RECORD LIST >>

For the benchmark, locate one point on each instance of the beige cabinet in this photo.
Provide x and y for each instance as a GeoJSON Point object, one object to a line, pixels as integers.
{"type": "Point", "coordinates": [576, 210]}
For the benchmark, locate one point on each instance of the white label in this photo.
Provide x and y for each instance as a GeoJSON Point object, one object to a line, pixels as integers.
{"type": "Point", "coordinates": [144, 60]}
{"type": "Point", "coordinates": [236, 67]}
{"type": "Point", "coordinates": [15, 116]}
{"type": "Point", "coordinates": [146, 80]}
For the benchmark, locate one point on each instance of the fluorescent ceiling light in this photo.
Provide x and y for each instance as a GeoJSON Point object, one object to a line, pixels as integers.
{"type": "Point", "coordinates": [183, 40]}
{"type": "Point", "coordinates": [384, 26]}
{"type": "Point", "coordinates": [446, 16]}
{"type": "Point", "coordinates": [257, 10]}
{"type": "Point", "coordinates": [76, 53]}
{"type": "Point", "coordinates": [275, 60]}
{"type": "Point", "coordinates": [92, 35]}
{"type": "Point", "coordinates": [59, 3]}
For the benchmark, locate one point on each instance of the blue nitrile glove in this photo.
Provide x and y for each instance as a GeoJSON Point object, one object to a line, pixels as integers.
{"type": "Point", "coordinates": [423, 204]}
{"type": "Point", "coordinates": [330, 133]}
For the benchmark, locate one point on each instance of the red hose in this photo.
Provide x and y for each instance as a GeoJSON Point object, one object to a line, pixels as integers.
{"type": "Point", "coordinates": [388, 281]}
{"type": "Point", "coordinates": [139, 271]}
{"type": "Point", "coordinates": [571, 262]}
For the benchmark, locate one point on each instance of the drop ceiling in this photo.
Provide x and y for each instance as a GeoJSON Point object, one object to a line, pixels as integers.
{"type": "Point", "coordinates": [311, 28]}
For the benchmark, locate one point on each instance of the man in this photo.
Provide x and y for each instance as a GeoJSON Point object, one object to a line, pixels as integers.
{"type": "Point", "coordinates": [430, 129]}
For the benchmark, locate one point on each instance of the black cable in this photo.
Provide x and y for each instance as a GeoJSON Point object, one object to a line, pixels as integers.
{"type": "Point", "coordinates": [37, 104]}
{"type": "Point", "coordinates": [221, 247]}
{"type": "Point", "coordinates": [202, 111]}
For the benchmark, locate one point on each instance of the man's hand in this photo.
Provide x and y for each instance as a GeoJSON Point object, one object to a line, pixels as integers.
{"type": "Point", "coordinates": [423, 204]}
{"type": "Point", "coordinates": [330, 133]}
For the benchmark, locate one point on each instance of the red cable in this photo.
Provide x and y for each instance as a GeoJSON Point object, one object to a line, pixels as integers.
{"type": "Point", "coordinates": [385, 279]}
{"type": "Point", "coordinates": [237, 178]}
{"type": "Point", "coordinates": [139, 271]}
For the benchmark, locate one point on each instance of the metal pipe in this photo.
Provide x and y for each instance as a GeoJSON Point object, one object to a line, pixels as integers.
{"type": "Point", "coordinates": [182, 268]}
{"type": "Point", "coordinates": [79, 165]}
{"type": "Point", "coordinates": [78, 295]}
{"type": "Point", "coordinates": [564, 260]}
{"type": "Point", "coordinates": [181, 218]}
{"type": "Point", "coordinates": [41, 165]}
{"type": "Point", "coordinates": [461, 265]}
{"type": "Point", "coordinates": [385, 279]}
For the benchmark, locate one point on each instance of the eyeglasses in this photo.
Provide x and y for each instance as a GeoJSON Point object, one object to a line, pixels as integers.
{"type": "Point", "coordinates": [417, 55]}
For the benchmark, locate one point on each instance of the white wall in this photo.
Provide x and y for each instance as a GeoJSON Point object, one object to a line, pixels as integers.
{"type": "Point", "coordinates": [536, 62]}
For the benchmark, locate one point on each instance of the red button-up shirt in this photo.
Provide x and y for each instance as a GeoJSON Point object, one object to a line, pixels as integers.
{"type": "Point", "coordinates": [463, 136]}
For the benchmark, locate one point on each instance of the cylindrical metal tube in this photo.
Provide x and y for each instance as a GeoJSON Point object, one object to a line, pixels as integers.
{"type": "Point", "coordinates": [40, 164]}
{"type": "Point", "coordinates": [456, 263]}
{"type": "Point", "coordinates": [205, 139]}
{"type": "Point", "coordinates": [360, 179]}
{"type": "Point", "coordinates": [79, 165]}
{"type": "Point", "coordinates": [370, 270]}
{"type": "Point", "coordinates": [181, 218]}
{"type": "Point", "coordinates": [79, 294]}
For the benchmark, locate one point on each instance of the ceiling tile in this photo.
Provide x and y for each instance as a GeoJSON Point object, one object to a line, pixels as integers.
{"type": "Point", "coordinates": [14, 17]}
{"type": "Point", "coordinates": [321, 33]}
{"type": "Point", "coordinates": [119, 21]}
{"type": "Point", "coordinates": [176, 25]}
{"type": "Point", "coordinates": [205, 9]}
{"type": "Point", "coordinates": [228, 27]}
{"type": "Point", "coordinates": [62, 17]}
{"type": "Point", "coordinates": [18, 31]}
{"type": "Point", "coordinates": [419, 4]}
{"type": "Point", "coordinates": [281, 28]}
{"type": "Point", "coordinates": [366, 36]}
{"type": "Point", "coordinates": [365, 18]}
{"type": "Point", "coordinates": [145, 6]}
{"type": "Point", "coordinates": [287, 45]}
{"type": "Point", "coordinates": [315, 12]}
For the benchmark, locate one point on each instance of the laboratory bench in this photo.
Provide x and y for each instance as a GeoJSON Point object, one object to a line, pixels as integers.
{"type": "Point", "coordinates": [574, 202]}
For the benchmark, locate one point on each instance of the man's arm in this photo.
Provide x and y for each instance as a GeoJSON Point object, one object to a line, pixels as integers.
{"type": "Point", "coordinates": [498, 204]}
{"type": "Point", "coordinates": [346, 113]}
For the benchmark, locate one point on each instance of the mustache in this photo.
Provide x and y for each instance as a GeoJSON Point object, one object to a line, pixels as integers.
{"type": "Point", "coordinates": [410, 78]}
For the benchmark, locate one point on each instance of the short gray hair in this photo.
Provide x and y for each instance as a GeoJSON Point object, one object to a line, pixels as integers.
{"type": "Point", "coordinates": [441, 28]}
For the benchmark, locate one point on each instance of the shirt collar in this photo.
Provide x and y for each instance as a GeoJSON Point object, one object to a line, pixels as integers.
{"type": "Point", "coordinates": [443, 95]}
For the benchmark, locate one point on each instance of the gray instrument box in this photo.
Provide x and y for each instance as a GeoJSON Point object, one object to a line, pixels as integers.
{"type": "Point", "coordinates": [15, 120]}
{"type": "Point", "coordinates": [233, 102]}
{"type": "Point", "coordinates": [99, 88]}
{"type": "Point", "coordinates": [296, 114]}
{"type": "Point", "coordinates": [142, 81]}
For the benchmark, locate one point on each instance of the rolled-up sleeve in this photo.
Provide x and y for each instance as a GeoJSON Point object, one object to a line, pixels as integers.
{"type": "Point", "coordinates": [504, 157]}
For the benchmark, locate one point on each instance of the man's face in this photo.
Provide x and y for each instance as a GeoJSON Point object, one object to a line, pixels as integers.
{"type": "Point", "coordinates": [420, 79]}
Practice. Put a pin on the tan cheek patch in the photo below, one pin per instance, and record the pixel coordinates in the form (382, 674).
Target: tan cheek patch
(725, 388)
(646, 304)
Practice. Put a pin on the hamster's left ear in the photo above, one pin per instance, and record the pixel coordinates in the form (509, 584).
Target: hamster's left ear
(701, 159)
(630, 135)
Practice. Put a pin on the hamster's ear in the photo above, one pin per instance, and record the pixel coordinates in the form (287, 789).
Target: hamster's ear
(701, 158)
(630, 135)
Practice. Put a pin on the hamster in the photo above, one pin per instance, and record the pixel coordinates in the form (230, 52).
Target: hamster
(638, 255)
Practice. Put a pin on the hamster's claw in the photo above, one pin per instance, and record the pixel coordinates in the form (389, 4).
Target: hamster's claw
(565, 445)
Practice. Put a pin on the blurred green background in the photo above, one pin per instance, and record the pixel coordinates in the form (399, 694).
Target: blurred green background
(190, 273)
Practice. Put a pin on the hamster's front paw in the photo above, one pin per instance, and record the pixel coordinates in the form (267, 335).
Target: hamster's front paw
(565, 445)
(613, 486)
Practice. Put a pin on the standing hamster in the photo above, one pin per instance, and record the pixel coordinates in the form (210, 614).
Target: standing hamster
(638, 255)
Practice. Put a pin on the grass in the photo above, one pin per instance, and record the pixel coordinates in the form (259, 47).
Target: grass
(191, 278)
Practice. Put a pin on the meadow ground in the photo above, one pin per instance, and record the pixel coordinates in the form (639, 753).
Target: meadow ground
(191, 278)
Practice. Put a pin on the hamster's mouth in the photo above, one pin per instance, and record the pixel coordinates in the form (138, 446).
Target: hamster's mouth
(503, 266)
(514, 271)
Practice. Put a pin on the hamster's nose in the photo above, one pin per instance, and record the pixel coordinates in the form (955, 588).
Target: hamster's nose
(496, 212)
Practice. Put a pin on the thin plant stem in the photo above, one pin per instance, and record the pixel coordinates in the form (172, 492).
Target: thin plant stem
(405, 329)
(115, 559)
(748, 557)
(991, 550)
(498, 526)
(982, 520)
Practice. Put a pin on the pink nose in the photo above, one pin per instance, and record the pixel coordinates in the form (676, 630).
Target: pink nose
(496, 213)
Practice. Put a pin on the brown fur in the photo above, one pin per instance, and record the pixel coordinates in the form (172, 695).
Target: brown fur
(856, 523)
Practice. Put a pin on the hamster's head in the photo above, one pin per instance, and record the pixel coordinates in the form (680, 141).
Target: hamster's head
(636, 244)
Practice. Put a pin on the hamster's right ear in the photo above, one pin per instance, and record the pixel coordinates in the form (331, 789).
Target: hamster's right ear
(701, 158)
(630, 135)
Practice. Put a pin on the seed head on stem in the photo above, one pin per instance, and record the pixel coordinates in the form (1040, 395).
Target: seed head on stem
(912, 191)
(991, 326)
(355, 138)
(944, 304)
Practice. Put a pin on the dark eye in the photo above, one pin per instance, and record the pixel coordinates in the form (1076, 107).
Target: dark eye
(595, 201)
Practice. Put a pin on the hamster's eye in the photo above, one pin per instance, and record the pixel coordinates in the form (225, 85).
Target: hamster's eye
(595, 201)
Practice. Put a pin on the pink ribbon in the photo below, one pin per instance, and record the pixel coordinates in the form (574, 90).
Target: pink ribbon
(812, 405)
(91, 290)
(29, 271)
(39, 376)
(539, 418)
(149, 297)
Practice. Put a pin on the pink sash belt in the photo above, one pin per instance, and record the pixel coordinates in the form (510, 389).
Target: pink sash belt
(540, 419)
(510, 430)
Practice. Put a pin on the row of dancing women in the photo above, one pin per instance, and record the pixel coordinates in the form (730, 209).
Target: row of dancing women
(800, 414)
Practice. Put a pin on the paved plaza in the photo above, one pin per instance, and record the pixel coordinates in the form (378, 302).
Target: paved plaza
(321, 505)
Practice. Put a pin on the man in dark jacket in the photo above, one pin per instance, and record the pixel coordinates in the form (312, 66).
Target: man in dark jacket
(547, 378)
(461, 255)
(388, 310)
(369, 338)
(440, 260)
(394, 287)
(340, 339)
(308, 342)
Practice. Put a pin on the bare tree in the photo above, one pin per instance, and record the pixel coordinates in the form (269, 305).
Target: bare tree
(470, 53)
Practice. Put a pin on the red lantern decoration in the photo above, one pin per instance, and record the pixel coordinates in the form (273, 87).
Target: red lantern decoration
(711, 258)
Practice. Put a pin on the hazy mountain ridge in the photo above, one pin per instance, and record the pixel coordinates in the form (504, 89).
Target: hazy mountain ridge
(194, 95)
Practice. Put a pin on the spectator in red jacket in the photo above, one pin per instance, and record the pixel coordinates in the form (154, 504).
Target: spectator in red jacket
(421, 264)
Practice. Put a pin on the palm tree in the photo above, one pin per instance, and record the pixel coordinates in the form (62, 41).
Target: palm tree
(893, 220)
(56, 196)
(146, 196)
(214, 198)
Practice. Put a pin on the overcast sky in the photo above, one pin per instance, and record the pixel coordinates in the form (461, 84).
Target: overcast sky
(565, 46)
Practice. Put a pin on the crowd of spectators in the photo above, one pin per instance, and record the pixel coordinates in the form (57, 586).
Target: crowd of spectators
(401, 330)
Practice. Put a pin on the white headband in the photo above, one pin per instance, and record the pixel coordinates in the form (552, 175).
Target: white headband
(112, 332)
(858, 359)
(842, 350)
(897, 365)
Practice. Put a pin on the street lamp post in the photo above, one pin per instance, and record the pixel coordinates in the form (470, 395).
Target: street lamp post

INSTRUCTIONS TO FOLLOW >> The line containing "Practice. Put a pin on the crowd" marks the start; retype it and each line after it through the end of the records above, exactly.

RESPONSE TO THE EXERCISE >>
Practice. Put a pin on the crowd of spectators in the photo above, one pin per instance, and record the pixel coordinates in the form (57, 586).
Target: crowd of spectators
(401, 330)
Practice. Put a pin on the white headband in the photo above, one pin per instance, and record the pixel coordinates in the form (552, 175).
Target: white headband
(112, 332)
(858, 359)
(842, 350)
(897, 365)
Practice. Put a pin on the street lamp post in the photo above, one pin per instance, and record the pixel coordinates in the form (470, 395).
Target: street lamp post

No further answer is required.